Data records:

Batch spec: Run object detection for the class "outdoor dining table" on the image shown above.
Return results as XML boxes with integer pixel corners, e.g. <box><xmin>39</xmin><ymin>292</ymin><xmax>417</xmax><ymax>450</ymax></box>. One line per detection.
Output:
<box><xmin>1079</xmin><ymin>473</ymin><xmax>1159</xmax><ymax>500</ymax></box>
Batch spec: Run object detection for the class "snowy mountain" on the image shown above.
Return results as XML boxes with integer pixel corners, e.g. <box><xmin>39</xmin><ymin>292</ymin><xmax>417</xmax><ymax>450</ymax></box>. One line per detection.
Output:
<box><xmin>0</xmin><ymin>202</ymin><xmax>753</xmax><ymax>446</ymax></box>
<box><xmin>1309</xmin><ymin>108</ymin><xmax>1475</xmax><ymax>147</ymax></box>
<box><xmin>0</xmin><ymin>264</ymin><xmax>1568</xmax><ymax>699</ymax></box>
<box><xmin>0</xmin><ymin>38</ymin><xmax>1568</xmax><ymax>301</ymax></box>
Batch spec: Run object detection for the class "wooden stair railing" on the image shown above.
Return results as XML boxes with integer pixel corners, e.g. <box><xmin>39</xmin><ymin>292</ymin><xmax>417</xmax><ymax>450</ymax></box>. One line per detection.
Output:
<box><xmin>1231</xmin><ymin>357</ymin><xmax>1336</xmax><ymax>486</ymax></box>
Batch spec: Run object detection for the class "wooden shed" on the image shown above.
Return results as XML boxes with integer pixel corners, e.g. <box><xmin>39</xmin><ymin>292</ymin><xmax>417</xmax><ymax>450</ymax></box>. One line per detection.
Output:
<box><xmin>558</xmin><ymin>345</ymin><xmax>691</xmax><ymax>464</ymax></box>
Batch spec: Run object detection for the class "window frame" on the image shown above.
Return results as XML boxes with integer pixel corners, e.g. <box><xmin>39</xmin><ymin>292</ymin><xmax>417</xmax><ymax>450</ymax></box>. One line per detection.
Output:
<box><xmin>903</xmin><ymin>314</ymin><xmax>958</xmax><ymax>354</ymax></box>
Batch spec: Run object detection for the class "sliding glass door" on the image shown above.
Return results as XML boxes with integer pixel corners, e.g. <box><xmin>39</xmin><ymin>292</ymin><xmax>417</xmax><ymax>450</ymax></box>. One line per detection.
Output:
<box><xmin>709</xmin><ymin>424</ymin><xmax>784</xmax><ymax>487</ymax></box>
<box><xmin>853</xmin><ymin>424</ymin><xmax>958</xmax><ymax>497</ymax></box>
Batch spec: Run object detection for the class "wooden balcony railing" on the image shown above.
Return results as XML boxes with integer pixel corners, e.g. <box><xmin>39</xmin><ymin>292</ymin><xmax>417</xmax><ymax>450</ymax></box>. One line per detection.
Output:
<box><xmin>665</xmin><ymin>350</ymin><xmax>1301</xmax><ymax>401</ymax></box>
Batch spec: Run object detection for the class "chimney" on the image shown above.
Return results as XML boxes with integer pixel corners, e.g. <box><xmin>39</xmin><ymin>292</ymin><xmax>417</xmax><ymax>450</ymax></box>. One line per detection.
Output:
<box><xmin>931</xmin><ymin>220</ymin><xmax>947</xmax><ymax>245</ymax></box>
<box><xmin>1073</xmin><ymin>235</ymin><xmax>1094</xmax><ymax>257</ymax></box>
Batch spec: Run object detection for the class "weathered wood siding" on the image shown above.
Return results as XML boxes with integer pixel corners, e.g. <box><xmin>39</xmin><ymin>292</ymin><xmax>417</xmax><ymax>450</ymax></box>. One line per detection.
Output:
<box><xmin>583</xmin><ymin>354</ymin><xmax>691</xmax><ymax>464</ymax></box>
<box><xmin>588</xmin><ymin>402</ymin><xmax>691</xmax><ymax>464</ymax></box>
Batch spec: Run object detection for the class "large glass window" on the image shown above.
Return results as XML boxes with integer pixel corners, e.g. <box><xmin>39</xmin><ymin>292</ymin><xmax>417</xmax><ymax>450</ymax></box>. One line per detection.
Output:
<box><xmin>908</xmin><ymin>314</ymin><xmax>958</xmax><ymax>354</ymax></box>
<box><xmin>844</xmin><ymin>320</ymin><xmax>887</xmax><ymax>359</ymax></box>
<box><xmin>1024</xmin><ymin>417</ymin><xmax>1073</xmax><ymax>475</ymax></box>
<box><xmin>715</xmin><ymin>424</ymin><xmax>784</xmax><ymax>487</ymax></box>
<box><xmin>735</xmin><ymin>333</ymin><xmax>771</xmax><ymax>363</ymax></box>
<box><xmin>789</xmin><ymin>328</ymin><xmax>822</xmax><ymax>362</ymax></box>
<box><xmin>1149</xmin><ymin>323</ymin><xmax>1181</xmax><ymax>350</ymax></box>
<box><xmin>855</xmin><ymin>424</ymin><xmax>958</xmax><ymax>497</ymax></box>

What is being asked:
Which lines above contain the word "railing"? Report each of them in full.

Problem solution:
Batch spec: Run object detection for the class "wooden stair railing" on the image shown above.
Batch spec: Run object detection for the class "wooden balcony railing" on the image shown above.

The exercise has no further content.